家族で藤野のすどう農園で、土作り、ぼかし作り、種とり、苗作り、野菜作り、発酵食品など畑の勉強をした。
自宅では、畑がなかったので、マンション暮らしの我が家で色々挑戦した。ベランダ一面プランターで野菜を作り、種取りをし、種取りをした種を蒔き収穫した。野菜クズのコンポストをし、ゴミを減らして堆肥を作った。コンポストトイレを作って使用してみた。ソーラー発電をして、充電やテレビなどは蓄電を使用した。1年分の味噌を作り、発酵食、保存食、乾物などを作った。

次第に土が欲しいと強く思うようになった。都会では、畑も思うように借りられなかった。マンションでできることはやったが限界がある。土が少なすぎる。プランターで育てる野菜に限界を感じる。移住したいと強く思うようになった。
 
移住探しと並行して、自分は何をすればよいか?

私はその頃、訪問看護の仕事をしていた。神奈川県大和市は日本の縮図だという先生がいる。経済状況の差が激しい、外国人が結構いる、だからこそ、色んな立場の人の生活・看護が学べると。
確かにそうだった。使いきれないほどの財産を持つ高齢者の訪問のあとで、1週間ほとんどろくに食べられてないゴミ屋敷に住む高齢者を訪問する。30~40%の家にひきこもりやニートを抱えている。
財産を持っていても安心して、満たされている訳ではない。常にこれがない、あれがない、不平不満をもらし続ける。
反面、傍から見ると生活に苦しそうに見えても、満ち足りている人がいる。「何か困っていることはありますか」と聞いても、「困ってないから、もう来なくていいよ」と言われる。

財産があるのに満たされない、財産がないのに満たされている。この違いについて考え続けた。
--------
• [資料を調べる]
a - 移住についての文章のうち、「自宅では、畑がなかったので、」を含む語句で始まり「移住探しと並行して、自分は何をすればよいか?」で終わる部分を、「プランター」を「鉢」に変えて書き直せ。
b - 移住についての文章で「自宅では、畑がなかったので」で始まる段落を、要点を残して箇条書きにまとめよ。
c - 移住についての文章の最後の文の後から、続きを書き進めよ。
--------
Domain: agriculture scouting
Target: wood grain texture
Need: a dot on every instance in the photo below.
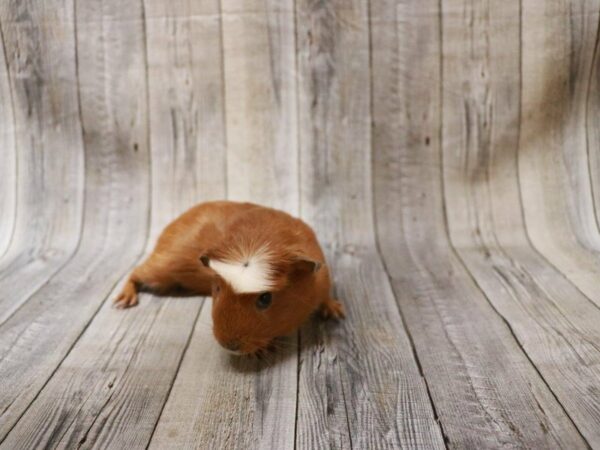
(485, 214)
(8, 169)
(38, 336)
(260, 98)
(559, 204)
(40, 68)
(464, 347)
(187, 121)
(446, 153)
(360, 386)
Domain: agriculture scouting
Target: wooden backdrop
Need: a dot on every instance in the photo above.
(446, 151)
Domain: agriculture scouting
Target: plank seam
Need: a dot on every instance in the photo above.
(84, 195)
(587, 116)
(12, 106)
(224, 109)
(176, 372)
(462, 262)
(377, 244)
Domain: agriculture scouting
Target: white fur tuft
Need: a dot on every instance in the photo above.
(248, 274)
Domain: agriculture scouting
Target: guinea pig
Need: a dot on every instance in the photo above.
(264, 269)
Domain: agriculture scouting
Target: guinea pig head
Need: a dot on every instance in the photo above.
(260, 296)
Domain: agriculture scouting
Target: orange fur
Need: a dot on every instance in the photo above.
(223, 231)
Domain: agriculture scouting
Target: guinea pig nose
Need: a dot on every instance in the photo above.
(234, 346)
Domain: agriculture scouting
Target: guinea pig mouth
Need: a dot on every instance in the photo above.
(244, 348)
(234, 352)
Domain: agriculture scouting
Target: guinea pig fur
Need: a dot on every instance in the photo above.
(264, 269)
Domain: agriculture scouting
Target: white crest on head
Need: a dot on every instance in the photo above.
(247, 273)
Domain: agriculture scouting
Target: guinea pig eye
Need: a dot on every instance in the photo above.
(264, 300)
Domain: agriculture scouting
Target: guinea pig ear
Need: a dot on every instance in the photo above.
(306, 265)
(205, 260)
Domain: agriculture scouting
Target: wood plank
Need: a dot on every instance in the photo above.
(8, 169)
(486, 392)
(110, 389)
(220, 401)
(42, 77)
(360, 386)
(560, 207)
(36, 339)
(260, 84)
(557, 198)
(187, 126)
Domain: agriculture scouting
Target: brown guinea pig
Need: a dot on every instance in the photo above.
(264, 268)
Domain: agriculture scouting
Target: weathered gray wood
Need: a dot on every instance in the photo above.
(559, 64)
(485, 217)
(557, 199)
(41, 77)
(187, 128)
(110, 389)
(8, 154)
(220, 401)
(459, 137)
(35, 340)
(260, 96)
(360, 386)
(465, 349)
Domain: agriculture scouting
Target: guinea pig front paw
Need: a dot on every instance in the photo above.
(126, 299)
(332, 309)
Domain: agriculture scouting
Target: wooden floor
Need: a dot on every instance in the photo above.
--------
• [解答]
a -
自宅では、畑がなかったので、マンション暮らしの我が家で色々挑戦した。ベランダ一面鉢で野菜を作り、種取りをし、種取りをした種を蒔き収穫した。野菜クズのコンポストをし、ゴミを減らして堆肥を作った。コンポストトイレを作って使用してみた。ソーラー発電をして、充電やテレビなどは蓄電を使用した。1年分の味噌を作り、発酵食、保存食、乾物などを作った。

次第に土が欲しいと強く思うようになった。都会では、畑も思うように借りられなかった。マンションでできることはやったが限界がある。土が少なすぎる。鉢で育てる野菜に限界を感じる。移住したいと強く思うようになった。
 
移住探しと並行して、自分は何をすればよいか?

b -
- マンション暮らしで畑がなく、自宅で色々挑戦した。
- ベランダ一面のプランターで野菜を作り、種取りをした種を蒔いて収穫した。
- 野菜クズをコンポストにしてゴミを減らし、堆肥を作った。
- コンポストトイレを作って使用した。
- ソーラー発電をし、充電やテレビなどには蓄電を使った。
- 1年分の味噌を作り、発酵食、保存食、乾物なども作った。

c -
困ってるというのは、固定観念であることが多い。在宅医療では、その人が思うこと、望むことが尊重される。疾患的に治療が必要であっても、ご本人が望まれないのであれば、それは、ベストな選択肢ではない。
苦痛が予想されても、その方が望まれる方向に寄り添い、苦痛を最小限にしていけるようにする。
お金がない、食べ物がない、は一般的には大変な状況かもしれないが、その人が、その状況を幸せと思うならそれが幸せなのだ。決めつけて改善しようなんて傲慢だし、大きなお世話なのだ。

同僚がずっと、『〇〇さん、このサービスを受ければいいのに、受けてほしい、病院に繋がってないと何かあった時サポートできない、繋げたい。でも行ってくれない、受けてくれない』と格闘していた。
私は、『その人が望んでないからやる必要ないし、やれないよね。今の状況で本人が幸せと思うならそれでいいんじゃない?サービスを受けることで本人の今の生活が壊されるならそれはベターじゃないよ。たとえ、それで、うちらが瀕死の状態で何度も呼び出されたり、周囲からクレームがきても、本人の思いに寄り添うしかないんじゃない?』と答えたものだ。

仕事をしていると、何度も自分の固定観念や思い込みに気づかされる。相手の思いは何なのかそれを探るしか方法はない。自分の正義を相手に押し付けてはいけない。

話は逸れたが、この使いきれないほどの財産を抱えながら生きる人と、日々の生活をあるものでやっとのことで生きる人、常に満たされない心と、どんな状況でも今のままでいいと思う人。
政治家は自分の私利私欲や保身のためにしか政治をしない。庶民の生活に寄り添ってくれない。今の政治に頼ることもすぐに政治を変えることも難しい。政府は守ってくれないけど、自分たちは政府に依存した生活をしている。災害時、物理が寸断されたら、いくらお金があっても紙切れだ。政府に頼らなくても、生きる力が欲しい。

じゃ、自分は何をしていけばいいのか。

お金がなくても豊かに暮らしていく。自然の中で自然や人や物と共生して暮らしていく。お金を使わないで、コミュニティ力で色々な課題を解決する糸口はないか。

移住して自分の食べる分くらいは自分で育てる農的暮らし。
エネルギーを子供たちや将来の分まで消費していくだけの生活でなく、循環させ、持続的に暮らしていく暮らし。
それが、今感じている問題や不安の解決の糸口になるのではないか・・・そう、考えるようになった。

すどう農園でさまざまなことを学ばせてもらえたので、勇気と覚悟さえもてば移住して失敗しながらも、自分の農的暮らしを追求できるのではと思うようになった。というか、そうしないと生きられないと思えた。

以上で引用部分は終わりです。